# [연습 문제]
"where the parked"라는 문구가 있는 줄부터 "[0,52,408,400]"라는 문구가 있는 줄까지, 양 끝 줄을 포함해 그대로 베껴 쓰세요.

* * * * *

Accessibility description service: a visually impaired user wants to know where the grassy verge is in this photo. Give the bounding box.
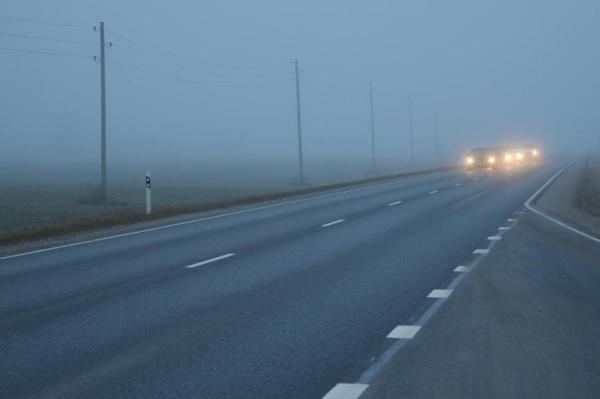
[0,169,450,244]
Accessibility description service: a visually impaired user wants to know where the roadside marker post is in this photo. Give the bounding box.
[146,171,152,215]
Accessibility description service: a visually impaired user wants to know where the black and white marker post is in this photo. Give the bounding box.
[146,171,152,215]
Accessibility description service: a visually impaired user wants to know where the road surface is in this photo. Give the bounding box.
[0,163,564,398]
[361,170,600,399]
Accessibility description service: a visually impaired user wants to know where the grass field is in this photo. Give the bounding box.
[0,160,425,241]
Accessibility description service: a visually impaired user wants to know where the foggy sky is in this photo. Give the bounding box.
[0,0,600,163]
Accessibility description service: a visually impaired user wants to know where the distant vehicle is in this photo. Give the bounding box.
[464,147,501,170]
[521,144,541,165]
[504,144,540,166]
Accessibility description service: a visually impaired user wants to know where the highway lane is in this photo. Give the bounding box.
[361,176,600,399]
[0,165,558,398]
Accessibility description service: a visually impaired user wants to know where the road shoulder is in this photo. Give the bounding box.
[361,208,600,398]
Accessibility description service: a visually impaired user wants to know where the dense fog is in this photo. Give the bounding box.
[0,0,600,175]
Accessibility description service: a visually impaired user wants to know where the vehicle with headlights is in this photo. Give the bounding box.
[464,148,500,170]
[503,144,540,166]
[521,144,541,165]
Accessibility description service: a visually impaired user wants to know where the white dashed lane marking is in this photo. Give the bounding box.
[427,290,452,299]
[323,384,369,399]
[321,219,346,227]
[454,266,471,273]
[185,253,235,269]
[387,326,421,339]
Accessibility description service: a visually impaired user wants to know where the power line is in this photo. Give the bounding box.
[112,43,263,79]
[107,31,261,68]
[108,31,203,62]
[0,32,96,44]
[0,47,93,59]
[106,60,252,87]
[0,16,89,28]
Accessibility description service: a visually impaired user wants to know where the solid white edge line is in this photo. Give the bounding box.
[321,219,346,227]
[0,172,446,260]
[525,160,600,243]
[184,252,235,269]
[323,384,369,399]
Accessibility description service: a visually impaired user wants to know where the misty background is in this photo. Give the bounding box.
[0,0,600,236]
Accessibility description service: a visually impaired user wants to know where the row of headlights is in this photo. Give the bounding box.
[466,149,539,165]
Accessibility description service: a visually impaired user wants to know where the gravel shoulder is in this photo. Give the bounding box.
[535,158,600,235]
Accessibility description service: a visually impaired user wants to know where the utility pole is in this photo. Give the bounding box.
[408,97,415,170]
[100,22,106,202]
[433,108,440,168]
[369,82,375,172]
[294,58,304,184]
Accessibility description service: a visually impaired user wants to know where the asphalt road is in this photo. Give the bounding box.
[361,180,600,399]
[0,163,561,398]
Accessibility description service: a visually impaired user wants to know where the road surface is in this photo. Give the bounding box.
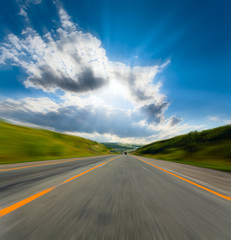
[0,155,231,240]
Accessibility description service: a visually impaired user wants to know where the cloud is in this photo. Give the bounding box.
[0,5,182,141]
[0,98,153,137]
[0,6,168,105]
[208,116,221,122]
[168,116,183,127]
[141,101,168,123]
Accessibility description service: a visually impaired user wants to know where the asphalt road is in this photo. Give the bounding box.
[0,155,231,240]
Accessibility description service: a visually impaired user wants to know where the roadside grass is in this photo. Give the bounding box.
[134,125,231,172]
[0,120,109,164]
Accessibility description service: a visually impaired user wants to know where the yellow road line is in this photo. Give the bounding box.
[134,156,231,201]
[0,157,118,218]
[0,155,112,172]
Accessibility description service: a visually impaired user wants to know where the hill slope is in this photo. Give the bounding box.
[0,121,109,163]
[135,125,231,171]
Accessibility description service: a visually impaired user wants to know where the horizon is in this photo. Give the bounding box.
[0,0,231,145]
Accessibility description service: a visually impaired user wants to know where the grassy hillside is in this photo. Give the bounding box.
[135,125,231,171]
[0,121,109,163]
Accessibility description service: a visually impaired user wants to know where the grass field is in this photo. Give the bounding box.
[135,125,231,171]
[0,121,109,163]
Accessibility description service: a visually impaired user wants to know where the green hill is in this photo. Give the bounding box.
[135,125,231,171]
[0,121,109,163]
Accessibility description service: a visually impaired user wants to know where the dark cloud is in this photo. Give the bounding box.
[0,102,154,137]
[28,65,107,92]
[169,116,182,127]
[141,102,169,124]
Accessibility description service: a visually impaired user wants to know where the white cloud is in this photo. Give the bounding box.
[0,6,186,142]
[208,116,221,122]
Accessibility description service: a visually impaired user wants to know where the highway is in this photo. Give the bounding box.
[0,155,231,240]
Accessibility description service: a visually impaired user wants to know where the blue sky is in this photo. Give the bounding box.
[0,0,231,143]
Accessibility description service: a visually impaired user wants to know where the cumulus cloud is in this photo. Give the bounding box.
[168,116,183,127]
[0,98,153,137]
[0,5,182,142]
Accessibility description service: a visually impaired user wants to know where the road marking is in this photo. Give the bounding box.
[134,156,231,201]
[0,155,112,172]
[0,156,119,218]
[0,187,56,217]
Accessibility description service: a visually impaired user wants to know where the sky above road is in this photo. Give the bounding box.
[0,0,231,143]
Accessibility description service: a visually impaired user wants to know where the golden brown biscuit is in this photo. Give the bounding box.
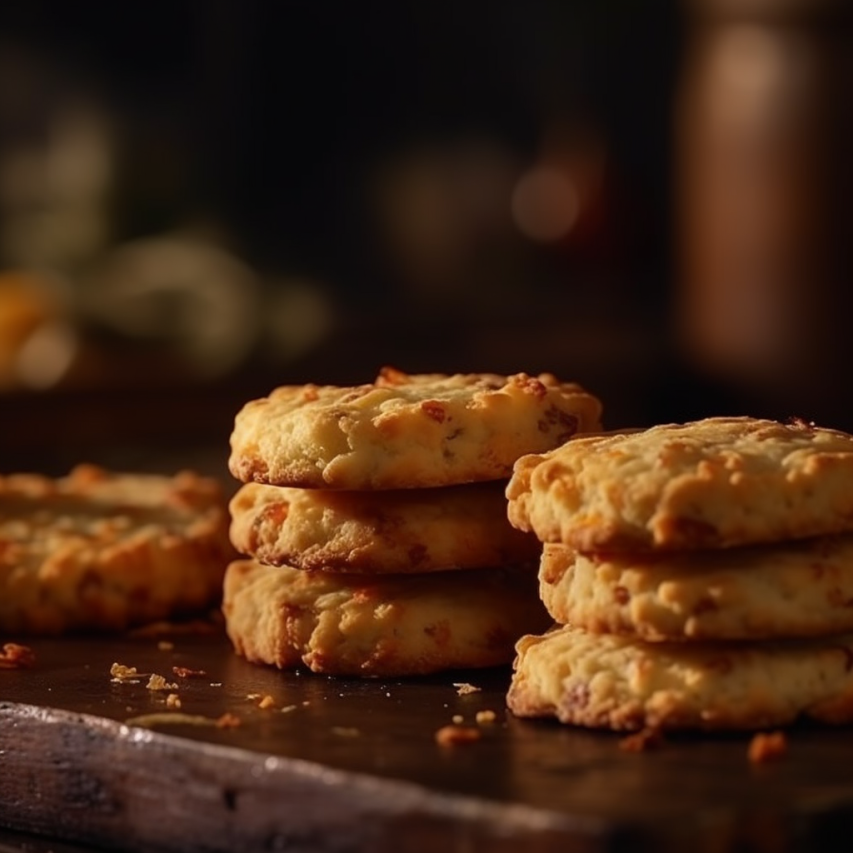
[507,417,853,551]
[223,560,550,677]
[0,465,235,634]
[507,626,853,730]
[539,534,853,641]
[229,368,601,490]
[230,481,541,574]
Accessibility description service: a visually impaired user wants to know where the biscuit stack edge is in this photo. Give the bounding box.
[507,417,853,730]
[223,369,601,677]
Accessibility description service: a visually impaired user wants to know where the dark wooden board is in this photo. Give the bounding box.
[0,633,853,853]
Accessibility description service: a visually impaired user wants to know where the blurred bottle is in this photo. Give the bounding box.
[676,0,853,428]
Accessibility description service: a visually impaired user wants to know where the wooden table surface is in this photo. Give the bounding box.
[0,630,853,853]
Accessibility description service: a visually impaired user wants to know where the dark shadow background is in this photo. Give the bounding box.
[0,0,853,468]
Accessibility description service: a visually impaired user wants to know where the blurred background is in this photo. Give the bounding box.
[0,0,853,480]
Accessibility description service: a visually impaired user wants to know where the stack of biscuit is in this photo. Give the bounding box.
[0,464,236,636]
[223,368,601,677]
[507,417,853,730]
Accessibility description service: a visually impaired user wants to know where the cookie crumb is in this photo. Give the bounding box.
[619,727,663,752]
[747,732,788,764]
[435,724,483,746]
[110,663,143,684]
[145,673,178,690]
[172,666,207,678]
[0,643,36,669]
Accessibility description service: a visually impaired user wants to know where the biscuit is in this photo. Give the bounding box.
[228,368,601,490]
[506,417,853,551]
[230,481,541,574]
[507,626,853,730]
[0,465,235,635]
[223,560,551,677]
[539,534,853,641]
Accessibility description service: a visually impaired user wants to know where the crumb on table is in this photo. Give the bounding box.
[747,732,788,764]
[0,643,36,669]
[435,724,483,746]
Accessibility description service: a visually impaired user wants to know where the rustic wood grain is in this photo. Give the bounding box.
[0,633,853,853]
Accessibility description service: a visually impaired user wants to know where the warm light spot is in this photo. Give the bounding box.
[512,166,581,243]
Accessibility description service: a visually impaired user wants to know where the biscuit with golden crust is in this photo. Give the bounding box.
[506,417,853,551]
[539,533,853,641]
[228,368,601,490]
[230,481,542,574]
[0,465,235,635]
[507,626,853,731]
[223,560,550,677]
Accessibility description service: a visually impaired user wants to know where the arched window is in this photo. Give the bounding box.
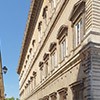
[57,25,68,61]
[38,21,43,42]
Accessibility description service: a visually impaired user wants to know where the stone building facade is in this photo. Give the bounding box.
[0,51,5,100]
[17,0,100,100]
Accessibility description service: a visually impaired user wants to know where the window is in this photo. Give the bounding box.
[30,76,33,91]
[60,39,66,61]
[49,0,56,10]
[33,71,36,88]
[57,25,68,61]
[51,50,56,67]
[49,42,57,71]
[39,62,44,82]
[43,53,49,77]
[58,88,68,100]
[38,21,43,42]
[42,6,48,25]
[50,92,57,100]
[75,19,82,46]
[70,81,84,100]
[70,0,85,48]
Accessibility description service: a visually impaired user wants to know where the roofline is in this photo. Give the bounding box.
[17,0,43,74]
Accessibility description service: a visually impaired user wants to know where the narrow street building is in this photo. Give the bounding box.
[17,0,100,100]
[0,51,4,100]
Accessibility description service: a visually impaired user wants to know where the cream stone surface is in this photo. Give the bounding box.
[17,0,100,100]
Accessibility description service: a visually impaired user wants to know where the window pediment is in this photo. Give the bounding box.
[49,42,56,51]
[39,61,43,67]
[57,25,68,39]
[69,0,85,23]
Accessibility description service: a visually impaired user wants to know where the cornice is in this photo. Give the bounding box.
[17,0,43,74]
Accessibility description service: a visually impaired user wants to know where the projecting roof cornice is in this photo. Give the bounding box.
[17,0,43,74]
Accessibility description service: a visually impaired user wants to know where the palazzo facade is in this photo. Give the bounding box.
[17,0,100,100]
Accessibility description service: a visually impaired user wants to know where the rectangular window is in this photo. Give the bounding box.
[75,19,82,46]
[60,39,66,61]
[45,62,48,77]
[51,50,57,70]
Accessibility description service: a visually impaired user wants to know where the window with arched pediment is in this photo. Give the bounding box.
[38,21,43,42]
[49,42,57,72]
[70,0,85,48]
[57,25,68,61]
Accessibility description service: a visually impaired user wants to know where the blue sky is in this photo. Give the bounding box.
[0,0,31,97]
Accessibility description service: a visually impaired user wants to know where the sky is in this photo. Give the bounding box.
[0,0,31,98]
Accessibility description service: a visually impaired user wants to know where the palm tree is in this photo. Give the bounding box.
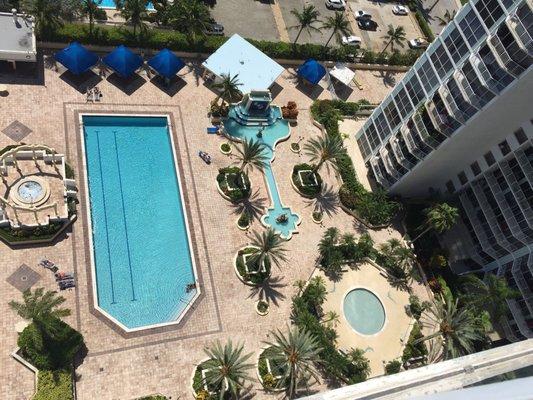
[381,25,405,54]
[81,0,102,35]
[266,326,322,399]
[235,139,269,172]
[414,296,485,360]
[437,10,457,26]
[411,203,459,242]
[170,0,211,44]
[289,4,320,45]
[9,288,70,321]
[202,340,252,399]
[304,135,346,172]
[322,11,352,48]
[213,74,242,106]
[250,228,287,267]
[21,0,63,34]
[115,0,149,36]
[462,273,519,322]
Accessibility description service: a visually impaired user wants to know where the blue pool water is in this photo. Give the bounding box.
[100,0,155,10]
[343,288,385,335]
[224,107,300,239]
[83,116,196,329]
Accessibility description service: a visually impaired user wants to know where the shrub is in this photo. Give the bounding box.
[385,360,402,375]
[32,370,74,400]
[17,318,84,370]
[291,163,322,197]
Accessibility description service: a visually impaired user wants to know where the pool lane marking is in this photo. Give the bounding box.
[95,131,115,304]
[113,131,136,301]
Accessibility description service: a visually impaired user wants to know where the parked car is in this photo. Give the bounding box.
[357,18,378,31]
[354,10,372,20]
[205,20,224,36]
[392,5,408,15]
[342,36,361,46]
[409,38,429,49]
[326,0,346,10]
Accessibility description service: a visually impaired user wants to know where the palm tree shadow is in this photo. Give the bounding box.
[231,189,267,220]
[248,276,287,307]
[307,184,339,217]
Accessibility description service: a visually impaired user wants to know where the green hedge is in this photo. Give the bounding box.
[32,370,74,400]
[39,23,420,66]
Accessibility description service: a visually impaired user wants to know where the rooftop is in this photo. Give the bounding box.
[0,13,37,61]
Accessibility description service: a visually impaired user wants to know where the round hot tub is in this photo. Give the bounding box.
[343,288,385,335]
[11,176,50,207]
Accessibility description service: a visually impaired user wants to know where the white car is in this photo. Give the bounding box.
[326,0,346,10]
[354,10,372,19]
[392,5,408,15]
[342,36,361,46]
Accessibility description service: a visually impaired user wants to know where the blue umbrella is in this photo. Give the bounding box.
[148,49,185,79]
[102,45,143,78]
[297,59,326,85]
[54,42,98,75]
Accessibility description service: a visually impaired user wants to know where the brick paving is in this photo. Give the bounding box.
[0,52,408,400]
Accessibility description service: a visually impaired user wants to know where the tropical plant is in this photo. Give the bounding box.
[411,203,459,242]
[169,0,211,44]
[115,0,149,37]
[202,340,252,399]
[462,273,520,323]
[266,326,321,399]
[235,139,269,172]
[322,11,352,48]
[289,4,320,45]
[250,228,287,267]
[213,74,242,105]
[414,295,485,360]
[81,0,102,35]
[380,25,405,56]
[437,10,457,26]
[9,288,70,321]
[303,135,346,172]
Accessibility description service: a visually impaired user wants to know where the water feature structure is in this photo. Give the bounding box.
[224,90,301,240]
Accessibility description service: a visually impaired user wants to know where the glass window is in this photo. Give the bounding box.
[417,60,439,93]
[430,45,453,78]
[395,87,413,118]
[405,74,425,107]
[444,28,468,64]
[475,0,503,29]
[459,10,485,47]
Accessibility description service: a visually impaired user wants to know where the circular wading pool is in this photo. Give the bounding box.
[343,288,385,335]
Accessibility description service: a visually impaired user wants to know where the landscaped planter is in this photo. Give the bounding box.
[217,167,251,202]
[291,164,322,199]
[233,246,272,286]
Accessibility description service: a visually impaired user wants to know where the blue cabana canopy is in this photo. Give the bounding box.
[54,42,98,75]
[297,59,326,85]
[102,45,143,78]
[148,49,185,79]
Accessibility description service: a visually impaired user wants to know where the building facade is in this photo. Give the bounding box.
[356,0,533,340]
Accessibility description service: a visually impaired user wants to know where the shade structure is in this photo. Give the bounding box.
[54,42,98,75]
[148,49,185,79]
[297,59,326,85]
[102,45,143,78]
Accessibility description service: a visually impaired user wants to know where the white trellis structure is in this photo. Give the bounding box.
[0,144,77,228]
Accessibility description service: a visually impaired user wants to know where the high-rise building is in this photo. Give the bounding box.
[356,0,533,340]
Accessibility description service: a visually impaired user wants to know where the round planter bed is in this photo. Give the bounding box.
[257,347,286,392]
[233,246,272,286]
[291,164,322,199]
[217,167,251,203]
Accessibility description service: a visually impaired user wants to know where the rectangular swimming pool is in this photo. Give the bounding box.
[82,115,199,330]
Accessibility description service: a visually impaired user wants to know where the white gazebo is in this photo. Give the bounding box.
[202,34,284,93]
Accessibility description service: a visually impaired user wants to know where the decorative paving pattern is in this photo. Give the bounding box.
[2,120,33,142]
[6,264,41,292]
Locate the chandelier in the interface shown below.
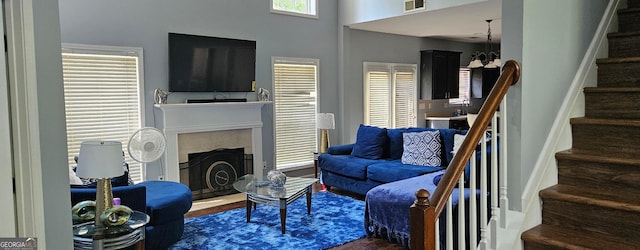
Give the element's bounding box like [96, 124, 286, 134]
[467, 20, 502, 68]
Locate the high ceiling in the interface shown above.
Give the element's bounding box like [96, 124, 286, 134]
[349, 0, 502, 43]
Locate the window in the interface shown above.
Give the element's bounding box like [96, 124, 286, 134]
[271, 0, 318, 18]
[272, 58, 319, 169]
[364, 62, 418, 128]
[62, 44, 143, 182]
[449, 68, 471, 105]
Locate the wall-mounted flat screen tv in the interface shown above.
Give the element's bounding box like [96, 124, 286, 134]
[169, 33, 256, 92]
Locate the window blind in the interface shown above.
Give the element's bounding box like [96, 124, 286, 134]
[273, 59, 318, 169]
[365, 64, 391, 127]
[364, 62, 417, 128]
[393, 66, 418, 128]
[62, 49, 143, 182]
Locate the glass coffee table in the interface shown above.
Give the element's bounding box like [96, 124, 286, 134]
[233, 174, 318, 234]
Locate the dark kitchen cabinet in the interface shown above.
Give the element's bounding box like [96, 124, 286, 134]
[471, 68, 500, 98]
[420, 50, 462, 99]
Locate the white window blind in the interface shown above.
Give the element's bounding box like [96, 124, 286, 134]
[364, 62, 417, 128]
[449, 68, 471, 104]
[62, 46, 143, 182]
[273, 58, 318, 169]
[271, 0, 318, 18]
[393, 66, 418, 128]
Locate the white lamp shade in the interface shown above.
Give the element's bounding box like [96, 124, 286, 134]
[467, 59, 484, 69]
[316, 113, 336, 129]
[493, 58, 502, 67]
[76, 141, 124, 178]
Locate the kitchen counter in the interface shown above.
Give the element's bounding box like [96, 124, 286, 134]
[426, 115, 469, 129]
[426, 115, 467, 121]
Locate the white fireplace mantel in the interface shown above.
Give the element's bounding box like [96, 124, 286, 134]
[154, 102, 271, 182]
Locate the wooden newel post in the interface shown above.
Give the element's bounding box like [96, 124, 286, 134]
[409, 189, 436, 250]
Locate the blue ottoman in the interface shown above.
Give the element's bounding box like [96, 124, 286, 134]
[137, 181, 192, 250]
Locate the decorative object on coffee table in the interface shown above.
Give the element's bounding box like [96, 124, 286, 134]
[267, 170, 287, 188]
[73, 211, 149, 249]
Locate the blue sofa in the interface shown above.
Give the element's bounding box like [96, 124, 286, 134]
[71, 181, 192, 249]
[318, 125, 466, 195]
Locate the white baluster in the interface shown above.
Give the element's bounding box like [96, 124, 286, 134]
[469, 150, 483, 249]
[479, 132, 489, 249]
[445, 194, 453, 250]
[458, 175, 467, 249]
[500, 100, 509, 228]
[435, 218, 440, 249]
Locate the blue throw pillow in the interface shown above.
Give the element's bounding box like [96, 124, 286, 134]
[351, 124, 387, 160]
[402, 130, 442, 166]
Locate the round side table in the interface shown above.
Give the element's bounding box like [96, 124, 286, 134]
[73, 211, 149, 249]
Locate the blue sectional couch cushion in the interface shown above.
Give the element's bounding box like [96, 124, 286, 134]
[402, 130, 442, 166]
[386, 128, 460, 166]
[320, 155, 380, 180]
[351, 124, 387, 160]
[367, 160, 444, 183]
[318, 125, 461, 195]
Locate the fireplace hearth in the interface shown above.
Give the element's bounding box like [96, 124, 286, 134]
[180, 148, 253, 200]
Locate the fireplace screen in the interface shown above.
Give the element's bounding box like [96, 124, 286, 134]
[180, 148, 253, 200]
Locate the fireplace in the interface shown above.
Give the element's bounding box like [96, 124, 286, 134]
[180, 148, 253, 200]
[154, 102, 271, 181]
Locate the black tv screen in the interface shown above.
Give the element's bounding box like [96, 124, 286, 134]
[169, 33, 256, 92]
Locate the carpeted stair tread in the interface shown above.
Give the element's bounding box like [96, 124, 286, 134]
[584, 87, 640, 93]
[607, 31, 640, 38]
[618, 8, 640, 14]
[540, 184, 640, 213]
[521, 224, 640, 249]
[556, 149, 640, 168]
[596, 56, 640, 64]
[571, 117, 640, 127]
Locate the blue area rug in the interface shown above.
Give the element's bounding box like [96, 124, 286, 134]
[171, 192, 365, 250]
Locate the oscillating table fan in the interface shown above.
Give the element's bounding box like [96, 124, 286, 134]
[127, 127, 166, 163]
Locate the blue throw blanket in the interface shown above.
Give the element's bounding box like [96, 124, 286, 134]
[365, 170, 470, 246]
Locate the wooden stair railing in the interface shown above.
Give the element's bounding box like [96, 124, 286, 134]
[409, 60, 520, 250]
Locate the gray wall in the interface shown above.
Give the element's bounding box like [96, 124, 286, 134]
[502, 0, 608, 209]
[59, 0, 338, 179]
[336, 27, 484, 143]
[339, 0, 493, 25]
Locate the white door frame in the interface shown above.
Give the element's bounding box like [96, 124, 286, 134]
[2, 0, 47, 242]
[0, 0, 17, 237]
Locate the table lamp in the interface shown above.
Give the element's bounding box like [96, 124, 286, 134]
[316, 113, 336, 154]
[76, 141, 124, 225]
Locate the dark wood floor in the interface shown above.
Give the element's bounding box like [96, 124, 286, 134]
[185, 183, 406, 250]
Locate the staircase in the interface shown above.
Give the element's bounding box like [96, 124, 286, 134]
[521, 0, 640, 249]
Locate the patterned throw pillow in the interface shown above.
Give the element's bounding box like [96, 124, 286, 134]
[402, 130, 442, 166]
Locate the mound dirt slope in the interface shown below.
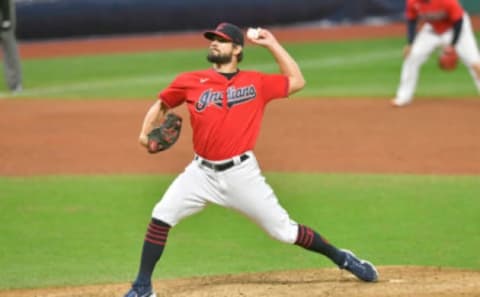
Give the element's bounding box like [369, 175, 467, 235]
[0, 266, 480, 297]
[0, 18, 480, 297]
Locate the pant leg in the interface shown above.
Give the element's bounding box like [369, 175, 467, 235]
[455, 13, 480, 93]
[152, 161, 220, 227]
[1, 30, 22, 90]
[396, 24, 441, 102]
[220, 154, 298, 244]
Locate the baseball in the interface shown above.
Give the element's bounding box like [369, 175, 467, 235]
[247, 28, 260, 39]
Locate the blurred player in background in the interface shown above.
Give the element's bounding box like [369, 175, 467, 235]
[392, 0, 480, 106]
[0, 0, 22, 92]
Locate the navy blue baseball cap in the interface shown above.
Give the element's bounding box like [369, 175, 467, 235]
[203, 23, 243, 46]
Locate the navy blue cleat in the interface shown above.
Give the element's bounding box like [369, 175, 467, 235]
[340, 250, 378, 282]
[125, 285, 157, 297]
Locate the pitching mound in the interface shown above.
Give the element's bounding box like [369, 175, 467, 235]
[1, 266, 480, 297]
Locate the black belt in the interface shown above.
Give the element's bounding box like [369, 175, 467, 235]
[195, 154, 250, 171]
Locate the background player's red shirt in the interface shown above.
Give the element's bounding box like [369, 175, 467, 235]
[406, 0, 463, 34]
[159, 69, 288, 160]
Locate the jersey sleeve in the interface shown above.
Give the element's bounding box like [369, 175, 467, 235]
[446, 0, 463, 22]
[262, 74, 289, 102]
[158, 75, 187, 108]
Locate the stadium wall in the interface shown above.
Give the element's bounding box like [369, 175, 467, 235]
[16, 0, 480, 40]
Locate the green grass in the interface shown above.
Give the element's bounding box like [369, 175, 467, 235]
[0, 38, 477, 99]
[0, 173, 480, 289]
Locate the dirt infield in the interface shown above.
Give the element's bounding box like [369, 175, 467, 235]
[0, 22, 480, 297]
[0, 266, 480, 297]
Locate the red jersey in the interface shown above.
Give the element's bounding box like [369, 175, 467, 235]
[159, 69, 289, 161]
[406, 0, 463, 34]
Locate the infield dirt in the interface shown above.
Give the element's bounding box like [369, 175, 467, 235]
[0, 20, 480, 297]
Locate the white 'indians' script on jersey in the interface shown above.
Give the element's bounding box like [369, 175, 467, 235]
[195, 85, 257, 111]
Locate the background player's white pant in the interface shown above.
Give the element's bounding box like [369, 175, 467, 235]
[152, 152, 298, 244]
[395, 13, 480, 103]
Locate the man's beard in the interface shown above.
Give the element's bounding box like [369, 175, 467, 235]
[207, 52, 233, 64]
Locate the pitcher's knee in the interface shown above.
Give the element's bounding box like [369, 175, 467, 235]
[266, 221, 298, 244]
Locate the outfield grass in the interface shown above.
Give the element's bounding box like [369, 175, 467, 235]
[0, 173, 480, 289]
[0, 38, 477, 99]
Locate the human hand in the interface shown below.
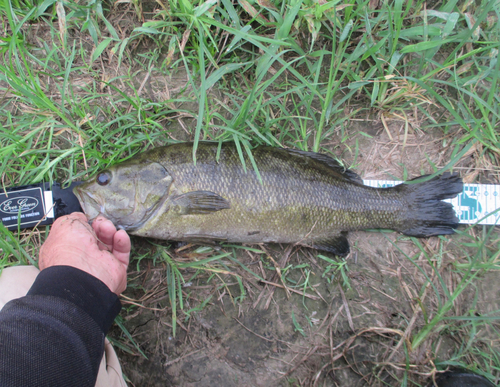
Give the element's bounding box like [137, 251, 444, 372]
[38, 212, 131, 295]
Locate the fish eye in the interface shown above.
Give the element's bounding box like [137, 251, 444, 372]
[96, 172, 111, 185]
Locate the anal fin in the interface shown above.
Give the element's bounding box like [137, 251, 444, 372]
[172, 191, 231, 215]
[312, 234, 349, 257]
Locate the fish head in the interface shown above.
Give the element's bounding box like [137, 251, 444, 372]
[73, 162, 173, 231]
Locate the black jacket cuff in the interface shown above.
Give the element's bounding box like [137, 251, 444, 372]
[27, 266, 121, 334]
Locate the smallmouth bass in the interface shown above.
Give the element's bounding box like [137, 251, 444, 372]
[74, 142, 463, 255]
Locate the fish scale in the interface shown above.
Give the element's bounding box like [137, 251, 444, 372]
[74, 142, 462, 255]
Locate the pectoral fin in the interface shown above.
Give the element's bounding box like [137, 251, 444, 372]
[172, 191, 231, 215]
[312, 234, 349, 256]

* * * * *

# [완성 답안]
Accessibility description service: a visually impaired user wants to know where the parked car is in this photo. Give the bounding box.
[357,18,378,31]
[354,10,372,20]
[205,20,224,36]
[392,5,408,15]
[342,36,361,46]
[409,38,429,49]
[326,0,346,10]
Accessibility description service: a visually impaired user wants to know where the palm tree shadow is in this photo. Give the bounding box.
[231,189,267,220]
[248,276,287,307]
[307,184,339,217]
Accessibility description service: a visually impaired user wants to know where the green hedge is in this photo. Give the bounding box.
[32,370,74,400]
[39,23,420,66]
Accessibility description service: a visually impaired user wants to know where the rooftop is in this photo. Give the bounding box.
[0,13,37,61]
Accessibility description service: a visually impaired user wants to know where the round hot tub is in this photo. Give the bounding box.
[343,288,385,335]
[11,176,50,207]
Accessibility description service: a visually impaired user wants to know where the white car is in this photo. Give the bounding box.
[326,0,346,10]
[354,10,372,19]
[392,5,408,15]
[342,36,361,46]
Accessibility description service: a visually impaired user wants to know where the blue umbrella is in this photo. Give the bounding box.
[148,49,185,79]
[102,45,143,78]
[297,59,326,85]
[54,42,98,75]
Accessibility description service: a visually impaired user wants to know where the brick paving is in this photo. Give the bounding box.
[0,52,408,400]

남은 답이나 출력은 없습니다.